## WHAT IS ASKED
All of the lines below are to be printed again exactly; images are excluded from the output.

## STORED ROWS
*****

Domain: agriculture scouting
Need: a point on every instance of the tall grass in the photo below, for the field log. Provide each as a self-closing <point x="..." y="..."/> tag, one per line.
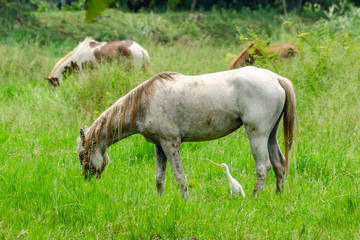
<point x="43" y="195"/>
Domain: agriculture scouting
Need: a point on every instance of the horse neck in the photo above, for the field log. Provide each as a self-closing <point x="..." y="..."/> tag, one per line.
<point x="106" y="127"/>
<point x="74" y="56"/>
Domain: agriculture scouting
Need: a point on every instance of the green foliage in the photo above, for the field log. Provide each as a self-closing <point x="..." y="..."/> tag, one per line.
<point x="95" y="7"/>
<point x="43" y="195"/>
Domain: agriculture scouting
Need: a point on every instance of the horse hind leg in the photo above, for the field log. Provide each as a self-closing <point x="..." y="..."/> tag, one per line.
<point x="277" y="159"/>
<point x="172" y="152"/>
<point x="259" y="149"/>
<point x="160" y="169"/>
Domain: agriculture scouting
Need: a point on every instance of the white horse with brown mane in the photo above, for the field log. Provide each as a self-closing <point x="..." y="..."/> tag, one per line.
<point x="92" y="51"/>
<point x="171" y="108"/>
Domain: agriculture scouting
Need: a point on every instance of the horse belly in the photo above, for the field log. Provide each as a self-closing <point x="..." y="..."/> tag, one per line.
<point x="209" y="126"/>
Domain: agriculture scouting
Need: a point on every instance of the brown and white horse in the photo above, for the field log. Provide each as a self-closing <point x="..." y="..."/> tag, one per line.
<point x="92" y="51"/>
<point x="282" y="50"/>
<point x="171" y="108"/>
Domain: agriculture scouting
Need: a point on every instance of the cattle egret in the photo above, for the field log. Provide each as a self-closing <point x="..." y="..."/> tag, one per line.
<point x="235" y="187"/>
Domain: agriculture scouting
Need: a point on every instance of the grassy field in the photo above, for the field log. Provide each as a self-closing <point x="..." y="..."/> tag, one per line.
<point x="43" y="195"/>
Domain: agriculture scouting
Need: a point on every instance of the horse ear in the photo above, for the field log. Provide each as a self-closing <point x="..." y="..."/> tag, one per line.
<point x="82" y="137"/>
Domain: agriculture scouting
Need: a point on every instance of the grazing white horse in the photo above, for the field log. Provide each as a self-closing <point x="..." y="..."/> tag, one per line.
<point x="92" y="51"/>
<point x="171" y="108"/>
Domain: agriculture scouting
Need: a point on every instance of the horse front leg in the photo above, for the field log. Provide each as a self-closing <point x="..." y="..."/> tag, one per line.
<point x="172" y="152"/>
<point x="160" y="169"/>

*****

## THE RESULT
Domain: agriculture scouting
Need: a point on every instance of the tall grass in the photo below, for the field log. Provide each as a self-closing <point x="..." y="..."/> tag, one per line.
<point x="43" y="195"/>
Domain: agriculture scouting
Need: a point on every instance of the horse neck in the photo above, for the field log. Provide each as a self-closing <point x="..." y="..."/> tag, one per line.
<point x="106" y="127"/>
<point x="74" y="56"/>
Domain: agriculture scouting
Need: a point on every instance of the green foliage in the photo above, for the field log. Provide each as a self-closing <point x="..." y="..."/> tag, one per line.
<point x="95" y="7"/>
<point x="43" y="195"/>
Domain: agriculture scouting
Need: a point on every instance of the horse hind leg in the photo above, for the field log. Provide each as a self-closing <point x="..." y="..."/> tag, one per line.
<point x="277" y="159"/>
<point x="172" y="152"/>
<point x="259" y="149"/>
<point x="160" y="169"/>
Domain: agriculture scouting
Need: a point on every instance of the white horse with brown mane in the photo above, for the field log. Provide each as a self-closing <point x="..." y="..."/> tag, one per line.
<point x="92" y="51"/>
<point x="171" y="108"/>
Domain: agriculture scouting
Need: a point on every instance of the horse belly in the photo above, for the field log. Provide each as a self-closing <point x="..." y="..."/> tag, one per line.
<point x="209" y="126"/>
Domain: agriculture scouting
Need: a point on every instance of the brown and white horse in the photo above, for the field log. Provide each as a self-closing <point x="..." y="..."/> tag, one per line.
<point x="92" y="51"/>
<point x="282" y="50"/>
<point x="171" y="108"/>
Domain: agriculture scouting
Need: a point on every instance of the cattle egret in the photo above, for the field log. Provide each as a self-closing <point x="..." y="..."/> tag, one per line.
<point x="235" y="187"/>
Domain: agriculture scouting
Need: a point on every instance of the grassy field in the photo above, for the field log. Provide each as a self-closing <point x="..." y="..."/> tag, one per line.
<point x="43" y="195"/>
Domain: agriculture scouting
Need: a point on every instance of the horse ear in the photo above, for the field log. Provide each as a self-closing <point x="..." y="..."/> tag, one per line.
<point x="82" y="137"/>
Domain: agriculture scouting
Need: a point on every instance of the grazing white horse in the photo above, for the field log. Provide each as a self-closing <point x="..." y="..."/> tag, one per line.
<point x="92" y="51"/>
<point x="171" y="108"/>
Domain: agriculture scouting
Need: a point on every instance of the horse front leg in the photo above, for the field log. Provide each as a self-closing <point x="..." y="..."/> tag, one per line.
<point x="172" y="152"/>
<point x="160" y="169"/>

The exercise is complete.